◆ **Requirement**
Return the data that follows exactly, with each line intact.

◆ **Data shown**
▼

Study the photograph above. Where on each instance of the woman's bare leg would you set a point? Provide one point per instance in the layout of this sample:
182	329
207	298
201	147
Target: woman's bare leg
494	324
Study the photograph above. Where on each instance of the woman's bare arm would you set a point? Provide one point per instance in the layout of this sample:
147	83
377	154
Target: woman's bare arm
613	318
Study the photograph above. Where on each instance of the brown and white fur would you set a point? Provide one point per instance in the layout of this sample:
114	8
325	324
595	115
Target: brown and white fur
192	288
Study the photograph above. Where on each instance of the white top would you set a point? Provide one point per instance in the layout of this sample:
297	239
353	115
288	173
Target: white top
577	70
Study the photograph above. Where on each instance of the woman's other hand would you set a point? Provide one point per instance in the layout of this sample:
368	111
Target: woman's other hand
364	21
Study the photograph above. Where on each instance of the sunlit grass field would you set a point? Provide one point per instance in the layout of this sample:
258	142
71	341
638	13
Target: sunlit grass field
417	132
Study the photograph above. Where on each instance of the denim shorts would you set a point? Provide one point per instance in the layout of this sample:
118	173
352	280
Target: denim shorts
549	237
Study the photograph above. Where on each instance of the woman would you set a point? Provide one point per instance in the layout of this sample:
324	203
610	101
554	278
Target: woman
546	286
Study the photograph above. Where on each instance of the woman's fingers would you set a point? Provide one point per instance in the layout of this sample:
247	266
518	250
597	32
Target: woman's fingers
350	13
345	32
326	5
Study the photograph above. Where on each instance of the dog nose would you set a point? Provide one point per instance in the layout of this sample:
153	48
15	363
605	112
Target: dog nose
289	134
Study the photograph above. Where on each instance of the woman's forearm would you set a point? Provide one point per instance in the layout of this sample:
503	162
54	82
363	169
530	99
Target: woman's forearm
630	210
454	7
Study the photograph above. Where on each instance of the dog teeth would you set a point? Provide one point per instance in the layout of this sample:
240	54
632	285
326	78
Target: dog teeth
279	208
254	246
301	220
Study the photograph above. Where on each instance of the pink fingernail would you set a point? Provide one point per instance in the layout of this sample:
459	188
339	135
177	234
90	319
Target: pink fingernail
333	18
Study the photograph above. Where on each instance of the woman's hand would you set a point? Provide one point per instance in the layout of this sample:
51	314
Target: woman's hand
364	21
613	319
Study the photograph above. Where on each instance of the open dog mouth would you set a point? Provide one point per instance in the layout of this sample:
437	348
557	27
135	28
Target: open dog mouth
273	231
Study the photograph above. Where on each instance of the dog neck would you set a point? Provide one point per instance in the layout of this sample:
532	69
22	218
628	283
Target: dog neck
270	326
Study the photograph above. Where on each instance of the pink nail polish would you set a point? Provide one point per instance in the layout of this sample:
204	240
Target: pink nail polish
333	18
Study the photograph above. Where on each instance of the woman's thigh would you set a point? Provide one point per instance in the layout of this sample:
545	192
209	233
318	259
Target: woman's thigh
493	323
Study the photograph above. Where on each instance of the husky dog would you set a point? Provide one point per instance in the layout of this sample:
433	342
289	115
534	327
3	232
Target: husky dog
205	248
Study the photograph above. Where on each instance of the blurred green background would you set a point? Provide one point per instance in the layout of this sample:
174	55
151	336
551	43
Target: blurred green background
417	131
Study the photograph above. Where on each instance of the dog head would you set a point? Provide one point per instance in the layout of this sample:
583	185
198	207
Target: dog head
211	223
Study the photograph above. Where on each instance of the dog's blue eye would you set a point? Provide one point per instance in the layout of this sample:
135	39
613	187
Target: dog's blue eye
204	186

▲

◆ **Result of this task**
Study the photograph above. Where on each instance of the woman's bare leg would you set a point? Provide one point per instance in the layout of this sample:
182	329
207	298
201	147
Target: woman's bare leg
494	324
Study the photograph above. Where on each instance of the woman's bare arm would you set a point? Provide one point per instance in the layout of this sample:
147	83
377	154
Target: woman's bare arm
613	318
Study the photograph above. Where on each instance of the brown and white fur would you set a point? Provide one point per instance in the layout of this sample:
114	8
325	324
595	115
Target: brown and white fur
192	288
Study the photograph above. Where on each instance of the white top would you set a point? Provide one point per instance in the layout of this sample:
297	239
353	115
288	173
Target: white top
577	70
Study the photograph above. Where on each instance of the woman's other hand would you set a point? Provide one point per instance in the layout of this sample:
368	111
Target: woman's other hand
364	21
Study the photograph above. Where on each instance of the sunlit grass field would you set a point? Provide one point per instance in the layout of this sample:
258	142
71	341
638	13
Target: sunlit grass field
417	132
Study the photograph above. Where on each instance of the denim shorts would you set a point? Provide one point per instance in the layout of this sample:
118	173
352	280
Target: denim shorts
549	237
Study the photograph above. Where on each instance of the woman would you set a point? Provide one point per instance in the layout of this sample:
324	203
610	101
554	278
Target: woman
546	286
Study the photograph above. Where on each instance of the woman's fingers would you set a point? Provide one point per instance in the layout of this sample:
247	266
518	250
597	32
Target: woman's fingers
350	13
345	32
326	5
Study the photograph above. Where on each instance of the dog nose would you set a point? Provide one point per instance in the layout of this sample:
153	48
15	363
605	112
Target: dog nose
289	134
Study the photograph above. Where on each instance of the woman's forearm would you set a point? Provide one point per instance in the layout of this sample:
503	162
54	82
363	169
530	99
Target: woman's forearm
630	210
454	7
Study the photograph above. Where on each instance of the dog teeth would you set a point? Provide one point per instance in the layout of this sample:
240	54
632	285
326	78
Target: dog teeth
279	208
254	246
301	220
Study the photograph above. Where on each instance of the pink fingernail would you set a point? Provide one point per instance in the layout of this sample:
459	188
339	135
177	234
90	319
Target: pink fingernail
333	18
Study the photograph above. Where on each instance of the woman's hand would you set a point? Provide one point per instance in the layout of this sample:
51	314
Target: woman's hand
364	21
613	319
Study the photograph above. Where on each instance of the open dog mouth would you set a point? Provide one point per instance in the layout of this sample:
437	348
557	27
135	28
Target: open dog mouth
273	231
Study the photograph above. Where on each instance of the dog neck would you set a point? Provide one point per instance in the layout of this sample:
532	69
22	218
628	283
Target: dog neck
270	326
Study the photograph above. Where on each instance of the pink nail polish would you set a point? Provide one point per instance in the layout of this sample:
204	240
Target: pink nail polish
333	18
Study the photograph above. Where on each instance of the woman's thigh would you set a point? Provide one point per instance in the layout of this sample:
545	192
209	233
318	259
Target: woman's thigh
493	323
Study the photograph above. Where on each instance of the husky dog would you set a point? Provide one point per instance in the layout of this sample:
433	342
289	115
534	327
3	232
Target: husky dog
205	248
Study the photograph above. Where on each instance of the blurred green background would you set a point? Provide one point per instance in the layout of this sample:
174	55
151	336
551	43
Target: blurred green background
417	131
Study the photograph above. Where on each instance of the dog head would you set a point? Provide one point per instance in the layout of this sample:
583	185
198	207
Target: dog head
211	223
Study the photograph above. Where on each instance of the dog's blue eye would you set a point? Provide one point per instance in the layout of this sample:
135	39
613	187
Target: dog's blue eye
204	186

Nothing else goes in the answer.